TASK GOAL.
Find each line in the records below that contains the string "tongue", with matching case, and copy those lines out in full.

A run of records.
========================

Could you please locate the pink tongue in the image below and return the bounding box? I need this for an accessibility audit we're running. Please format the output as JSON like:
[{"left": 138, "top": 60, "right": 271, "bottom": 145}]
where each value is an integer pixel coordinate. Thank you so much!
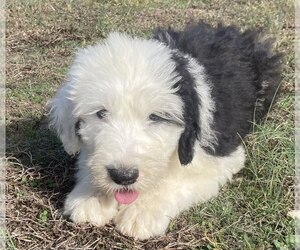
[{"left": 115, "top": 190, "right": 139, "bottom": 204}]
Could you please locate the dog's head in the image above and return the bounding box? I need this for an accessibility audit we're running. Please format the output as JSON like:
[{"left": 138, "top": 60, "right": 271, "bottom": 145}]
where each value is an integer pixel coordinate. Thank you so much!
[{"left": 49, "top": 33, "right": 206, "bottom": 202}]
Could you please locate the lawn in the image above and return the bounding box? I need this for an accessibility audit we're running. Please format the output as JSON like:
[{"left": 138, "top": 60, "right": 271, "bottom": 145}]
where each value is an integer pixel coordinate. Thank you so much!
[{"left": 6, "top": 0, "right": 295, "bottom": 250}]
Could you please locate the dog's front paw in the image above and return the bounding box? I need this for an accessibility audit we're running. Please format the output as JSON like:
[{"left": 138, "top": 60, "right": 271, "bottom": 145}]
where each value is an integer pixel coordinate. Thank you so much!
[
  {"left": 64, "top": 196, "right": 117, "bottom": 227},
  {"left": 114, "top": 205, "right": 170, "bottom": 240}
]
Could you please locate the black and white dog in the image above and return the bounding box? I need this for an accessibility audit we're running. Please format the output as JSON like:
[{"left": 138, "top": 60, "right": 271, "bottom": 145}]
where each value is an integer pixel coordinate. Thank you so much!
[{"left": 49, "top": 23, "right": 280, "bottom": 239}]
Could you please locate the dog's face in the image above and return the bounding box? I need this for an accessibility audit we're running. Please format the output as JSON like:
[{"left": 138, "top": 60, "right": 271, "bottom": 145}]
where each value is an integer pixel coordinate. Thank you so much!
[{"left": 50, "top": 34, "right": 200, "bottom": 203}]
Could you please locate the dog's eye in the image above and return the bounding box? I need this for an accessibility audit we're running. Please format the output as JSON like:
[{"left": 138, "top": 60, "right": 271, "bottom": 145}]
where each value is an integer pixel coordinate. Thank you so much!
[
  {"left": 149, "top": 114, "right": 166, "bottom": 122},
  {"left": 96, "top": 109, "right": 107, "bottom": 119}
]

========================

CORRECT RESULT.
Could you please locate the pink tongue in the image below and return the bounding box? I need this for an accessibility audit we're running. Please format the output as JSON like:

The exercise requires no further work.